Problem statement:
Repeat each line exactly as it is written.

Source material:

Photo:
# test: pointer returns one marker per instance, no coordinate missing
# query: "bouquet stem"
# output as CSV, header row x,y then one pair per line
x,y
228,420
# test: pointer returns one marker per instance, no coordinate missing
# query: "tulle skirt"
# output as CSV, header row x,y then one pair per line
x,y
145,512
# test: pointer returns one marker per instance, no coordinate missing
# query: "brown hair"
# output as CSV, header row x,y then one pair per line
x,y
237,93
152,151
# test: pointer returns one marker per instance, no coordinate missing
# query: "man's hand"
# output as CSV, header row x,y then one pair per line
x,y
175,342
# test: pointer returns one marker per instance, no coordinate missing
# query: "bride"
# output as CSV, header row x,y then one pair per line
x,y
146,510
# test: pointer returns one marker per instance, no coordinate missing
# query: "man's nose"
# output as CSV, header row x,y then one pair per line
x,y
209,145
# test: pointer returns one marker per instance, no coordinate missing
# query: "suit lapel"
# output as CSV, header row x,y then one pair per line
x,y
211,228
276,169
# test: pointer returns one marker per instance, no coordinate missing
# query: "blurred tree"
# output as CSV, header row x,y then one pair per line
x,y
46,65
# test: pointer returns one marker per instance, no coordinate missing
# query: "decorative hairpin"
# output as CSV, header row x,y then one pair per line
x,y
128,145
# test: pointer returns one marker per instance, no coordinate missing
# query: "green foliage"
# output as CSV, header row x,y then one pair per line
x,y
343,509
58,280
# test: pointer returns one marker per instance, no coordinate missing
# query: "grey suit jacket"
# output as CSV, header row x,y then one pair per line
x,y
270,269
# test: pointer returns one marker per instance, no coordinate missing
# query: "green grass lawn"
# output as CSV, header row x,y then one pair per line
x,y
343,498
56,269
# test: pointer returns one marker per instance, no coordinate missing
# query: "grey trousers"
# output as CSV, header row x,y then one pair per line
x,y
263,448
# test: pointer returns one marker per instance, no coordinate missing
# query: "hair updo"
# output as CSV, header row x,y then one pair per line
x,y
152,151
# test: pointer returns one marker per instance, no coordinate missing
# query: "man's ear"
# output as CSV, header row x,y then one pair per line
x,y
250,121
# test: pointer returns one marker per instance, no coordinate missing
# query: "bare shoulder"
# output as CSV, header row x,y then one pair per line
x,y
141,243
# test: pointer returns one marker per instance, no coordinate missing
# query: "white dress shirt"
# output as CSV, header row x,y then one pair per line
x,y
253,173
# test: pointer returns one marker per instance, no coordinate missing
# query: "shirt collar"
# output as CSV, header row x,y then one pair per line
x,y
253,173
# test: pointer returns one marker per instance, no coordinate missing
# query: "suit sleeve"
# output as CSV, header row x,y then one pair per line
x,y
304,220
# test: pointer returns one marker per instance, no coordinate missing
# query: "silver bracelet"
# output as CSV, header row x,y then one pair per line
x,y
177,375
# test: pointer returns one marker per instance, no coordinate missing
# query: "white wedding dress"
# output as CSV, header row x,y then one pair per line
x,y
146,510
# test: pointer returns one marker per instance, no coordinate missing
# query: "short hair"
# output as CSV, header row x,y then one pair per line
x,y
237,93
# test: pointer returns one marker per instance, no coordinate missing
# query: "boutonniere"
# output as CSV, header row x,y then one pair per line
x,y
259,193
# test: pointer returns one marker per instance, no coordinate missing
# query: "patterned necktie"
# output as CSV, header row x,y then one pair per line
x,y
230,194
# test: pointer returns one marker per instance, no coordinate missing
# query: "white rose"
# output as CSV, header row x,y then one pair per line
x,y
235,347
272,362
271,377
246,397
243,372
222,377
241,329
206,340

Task answer:
Photo:
# test: pointer returns one marker per instance, no coordinate missing
# query: "bouquet stem"
# output as CSV, header row x,y then one pair per line
x,y
228,420
# test: pointer returns one marker per instance, no coordinate missing
# query: "tulle skirt"
# output as CSV, header row x,y then one pair per line
x,y
145,512
# test: pointer returns one marker per instance, no coordinate missing
# query: "brown hair"
# output as CSV, header row x,y then one pair per line
x,y
237,93
152,151
# test: pointer returns one marker per instance, no coordinate missing
# query: "man's hand"
# output as CSV, header row x,y then one pair per line
x,y
175,342
# test: pointer returns one marker per instance, no coordinate missing
# query: "bride"
# output as CSV, header row x,y then one pair per line
x,y
146,510
# test: pointer returns one marker per instance, no coordinate missing
# query: "man's nose"
# output as CSV, header row x,y then one pair per line
x,y
209,145
# test: pointer returns one marker per instance, no coordinate missing
# query: "suit lapel"
# output as CSV, header row x,y then one pair per line
x,y
211,228
276,169
# test: pointer returns one marker per instance, no coordinate missing
# query: "blurred tree"
# output as CSV, header row x,y then one pair per line
x,y
46,65
# test: pointer returns one marker per instance, no coordinate missing
# query: "decorative hairpin"
# output as CSV, header row x,y then one pair per line
x,y
128,145
# test: pointer returns one marker per instance, no coordinate missing
# query: "green foliage"
# output as CSV, header row x,y then one pair per line
x,y
343,509
58,280
# test: pointer returns one marker per instance, no coordinate missing
# query: "grey suit jacket"
# output as CSV, header row x,y then one pair per line
x,y
270,269
# test: pointer returns one marker per instance, no coordinate missing
# query: "green grass lawn"
# output as CSV, header row x,y then one pair per line
x,y
343,498
56,269
# test: pointer returns one marker per instance, no coordinate missing
# query: "grey trousers"
# output as CSV, header row x,y then one pair per line
x,y
263,448
# test: pointer returns one marker per instance, no coordinate missing
# query: "hair updo"
# output as CSV, header row x,y then one pair per line
x,y
152,151
# test: pointer returns one marker per instance, no coordinate missing
# query: "man's ear"
# output as CSV, header row x,y then one pair per line
x,y
250,121
# test: pointer returns one marker per instance, no coordinate missing
# query: "bare shoulder"
# output as CSV, header row x,y then one pair per line
x,y
141,243
# test: pointer returns one marker per instance, no coordinate missing
# query: "white dress shirt"
# output as CSV, header row x,y then one pair per line
x,y
253,173
# test: pointer returns one marker per instance, no coordinate missing
# query: "shirt collar"
# output as CSV, header row x,y then one pair per line
x,y
253,173
# test: pointer returns one marker per instance, no coordinate missing
# query: "suit sleeve"
# output as CSV, header row x,y then one pair per line
x,y
304,220
# test: pointer returns one marker per instance, no coordinate missing
# query: "silver bracelet"
# output as CSV, header row x,y then one pair per line
x,y
177,375
# test: pointer returns one marker per instance, no coordinate missing
# query: "white wedding dress"
# output as CSV, header row x,y then one pair per line
x,y
146,510
# test: pointer returns one marker per instance, no coordinate missing
# query: "short hair"
# output as CSV, header row x,y then one pair per line
x,y
237,93
# test: pointer returns one marker per instance, no coordinate missing
# query: "boutonniere"
# output as CSV, header row x,y then one pair per line
x,y
259,193
# test: pointer returns one marker per instance, no coordinate missing
# query: "patterned necktie"
# output as CSV, header row x,y then one pair per line
x,y
230,194
# test: pointer returns one marker per instance, no coordinate missing
# query: "white rose"
# output as CSV, header row x,y then one pair per line
x,y
235,347
272,362
271,377
246,397
243,372
222,377
241,329
206,340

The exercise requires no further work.